In the definitions text, what frequency band is designated as the 600 MHz guard band?

# Start of Text segment

15.703 Definitions.§ 15.703 Definitions.
600 MHz duplex gap. An 11 megahertz guard band at 652-663 MHz that separates part 27 600 MHz service uplink and downlink frequencies.
600 MHz guard band. Designated frequency band at 614-617 MHz that prevents interference between licensed services in the 600 MHz service band and channel 37.
600 MHz service band. Frequencies in the 617-652 MHz and 663-698 MHz bands that are reallocated and reassigned for 600 MHz band services under part 27 of this chapter.
Available channel. A channel which is not being used by an authorized service and is acceptable for use by the device at its geographic location under the provisions of this subpart.
Contact verification signal. An encoded signal broadcast by a fixed or Mode II device for reception by Mode I devices to which the fixed or Mode II device has provided a list of available channels for operation. Such signal is for the purpose of establishing that the Mode I device is still within the reception range of the fixed or Mode II device for purposes of validating the list of available channels used by the Mode I device and shall be encoded to ensure that the signal originates from the device that provided the list of available channels. A Mode I device may respond only to a contact verification signal from the fixed or Mode II device that provided the list of available channels on which it operates. A fixed or Mode II device shall provide the information needed by a Mode I device to decode the contact verification signal at the same time it provides the list of available channels.

# End of Text segment
# Start of Entries provided

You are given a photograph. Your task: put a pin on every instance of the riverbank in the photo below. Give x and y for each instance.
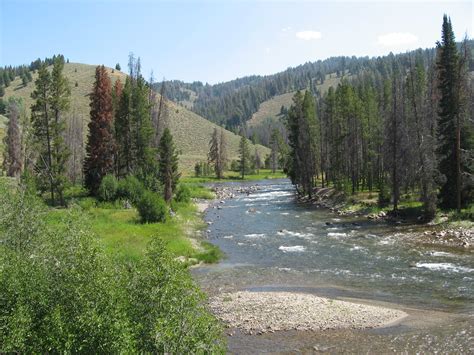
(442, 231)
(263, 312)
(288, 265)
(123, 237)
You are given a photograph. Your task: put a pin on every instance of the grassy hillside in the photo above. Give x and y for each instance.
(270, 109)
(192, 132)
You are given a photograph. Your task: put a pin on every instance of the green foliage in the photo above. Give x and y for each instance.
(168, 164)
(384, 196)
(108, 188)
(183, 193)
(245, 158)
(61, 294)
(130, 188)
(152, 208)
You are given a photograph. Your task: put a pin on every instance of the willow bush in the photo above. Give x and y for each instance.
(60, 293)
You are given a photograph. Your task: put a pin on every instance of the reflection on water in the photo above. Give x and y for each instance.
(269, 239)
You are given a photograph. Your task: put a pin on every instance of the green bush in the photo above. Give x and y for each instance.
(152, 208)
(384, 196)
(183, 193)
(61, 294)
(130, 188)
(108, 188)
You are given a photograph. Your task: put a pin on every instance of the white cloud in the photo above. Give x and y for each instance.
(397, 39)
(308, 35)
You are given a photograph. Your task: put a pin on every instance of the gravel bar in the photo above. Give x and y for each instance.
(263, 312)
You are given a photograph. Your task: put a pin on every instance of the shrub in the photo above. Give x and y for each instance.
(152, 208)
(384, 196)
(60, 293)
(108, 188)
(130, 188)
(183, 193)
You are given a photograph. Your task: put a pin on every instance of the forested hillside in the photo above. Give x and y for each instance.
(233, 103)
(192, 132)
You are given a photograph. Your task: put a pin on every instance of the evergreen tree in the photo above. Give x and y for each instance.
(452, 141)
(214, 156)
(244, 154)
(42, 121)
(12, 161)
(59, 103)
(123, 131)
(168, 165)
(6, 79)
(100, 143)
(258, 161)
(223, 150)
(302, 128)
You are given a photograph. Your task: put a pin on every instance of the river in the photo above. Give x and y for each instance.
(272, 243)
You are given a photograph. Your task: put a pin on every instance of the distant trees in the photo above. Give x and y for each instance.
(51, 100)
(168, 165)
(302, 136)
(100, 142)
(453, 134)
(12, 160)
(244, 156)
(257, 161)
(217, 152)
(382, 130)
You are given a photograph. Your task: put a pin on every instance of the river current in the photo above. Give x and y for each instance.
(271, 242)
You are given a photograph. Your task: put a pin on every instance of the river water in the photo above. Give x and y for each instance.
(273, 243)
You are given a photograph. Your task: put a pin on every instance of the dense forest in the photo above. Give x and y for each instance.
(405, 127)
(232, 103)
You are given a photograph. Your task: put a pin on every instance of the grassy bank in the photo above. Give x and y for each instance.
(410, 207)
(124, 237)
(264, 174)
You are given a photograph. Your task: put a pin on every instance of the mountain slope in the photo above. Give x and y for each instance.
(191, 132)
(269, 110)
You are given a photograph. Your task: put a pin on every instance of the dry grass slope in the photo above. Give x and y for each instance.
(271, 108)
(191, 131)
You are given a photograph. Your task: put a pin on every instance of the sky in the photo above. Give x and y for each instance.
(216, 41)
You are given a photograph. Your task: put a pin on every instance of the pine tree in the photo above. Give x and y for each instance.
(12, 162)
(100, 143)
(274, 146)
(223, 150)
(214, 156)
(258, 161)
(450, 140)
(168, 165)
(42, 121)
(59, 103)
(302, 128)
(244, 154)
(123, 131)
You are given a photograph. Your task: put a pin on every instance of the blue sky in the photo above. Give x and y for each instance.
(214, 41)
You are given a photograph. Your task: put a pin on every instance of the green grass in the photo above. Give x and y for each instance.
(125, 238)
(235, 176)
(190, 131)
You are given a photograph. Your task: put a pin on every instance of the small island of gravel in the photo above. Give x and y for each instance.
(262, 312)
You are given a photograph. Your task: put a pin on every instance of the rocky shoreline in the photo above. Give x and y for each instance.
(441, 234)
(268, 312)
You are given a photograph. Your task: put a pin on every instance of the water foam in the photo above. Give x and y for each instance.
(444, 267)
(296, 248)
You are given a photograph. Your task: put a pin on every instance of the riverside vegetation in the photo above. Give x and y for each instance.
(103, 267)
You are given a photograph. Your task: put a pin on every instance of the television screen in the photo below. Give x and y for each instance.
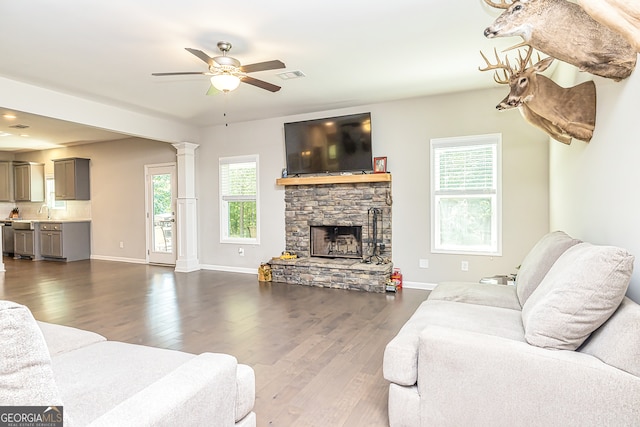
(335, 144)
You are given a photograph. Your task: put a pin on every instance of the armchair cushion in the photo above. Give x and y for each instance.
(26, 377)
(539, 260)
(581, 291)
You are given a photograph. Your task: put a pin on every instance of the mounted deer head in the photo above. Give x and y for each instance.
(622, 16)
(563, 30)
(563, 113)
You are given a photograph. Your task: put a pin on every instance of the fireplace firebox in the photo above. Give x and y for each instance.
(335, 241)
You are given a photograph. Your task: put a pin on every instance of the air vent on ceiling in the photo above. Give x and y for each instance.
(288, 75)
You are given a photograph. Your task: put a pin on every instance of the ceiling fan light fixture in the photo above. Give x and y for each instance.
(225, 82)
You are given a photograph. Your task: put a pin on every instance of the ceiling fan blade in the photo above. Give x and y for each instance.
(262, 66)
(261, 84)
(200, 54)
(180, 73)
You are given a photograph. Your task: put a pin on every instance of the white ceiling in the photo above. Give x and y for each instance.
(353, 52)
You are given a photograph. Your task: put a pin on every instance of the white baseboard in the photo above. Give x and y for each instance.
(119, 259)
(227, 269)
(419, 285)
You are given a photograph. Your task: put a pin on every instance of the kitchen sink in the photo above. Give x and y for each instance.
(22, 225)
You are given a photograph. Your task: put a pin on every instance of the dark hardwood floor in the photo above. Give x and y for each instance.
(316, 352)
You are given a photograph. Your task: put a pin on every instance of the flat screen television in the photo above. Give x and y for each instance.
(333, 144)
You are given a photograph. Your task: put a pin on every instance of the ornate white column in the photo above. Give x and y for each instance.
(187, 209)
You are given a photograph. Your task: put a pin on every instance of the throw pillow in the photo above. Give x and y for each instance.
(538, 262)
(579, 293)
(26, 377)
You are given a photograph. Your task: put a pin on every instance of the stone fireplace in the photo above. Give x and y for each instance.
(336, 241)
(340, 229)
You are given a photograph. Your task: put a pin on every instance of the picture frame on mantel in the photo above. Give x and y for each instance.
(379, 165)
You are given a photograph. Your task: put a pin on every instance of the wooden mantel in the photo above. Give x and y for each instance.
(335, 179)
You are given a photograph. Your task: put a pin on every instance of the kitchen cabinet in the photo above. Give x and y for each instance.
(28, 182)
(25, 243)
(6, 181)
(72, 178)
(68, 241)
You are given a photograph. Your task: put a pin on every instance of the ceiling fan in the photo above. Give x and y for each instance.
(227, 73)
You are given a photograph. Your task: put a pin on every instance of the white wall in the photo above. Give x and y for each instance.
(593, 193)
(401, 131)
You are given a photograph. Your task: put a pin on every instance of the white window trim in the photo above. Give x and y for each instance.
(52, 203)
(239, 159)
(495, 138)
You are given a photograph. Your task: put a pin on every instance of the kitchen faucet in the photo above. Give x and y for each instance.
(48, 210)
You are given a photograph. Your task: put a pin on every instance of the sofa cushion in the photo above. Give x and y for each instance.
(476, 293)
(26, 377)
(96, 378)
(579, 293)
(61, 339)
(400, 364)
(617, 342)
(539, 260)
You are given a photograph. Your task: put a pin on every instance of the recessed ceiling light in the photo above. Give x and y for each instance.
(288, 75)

# End of Entries provided

### Response to the task
614-617 MHz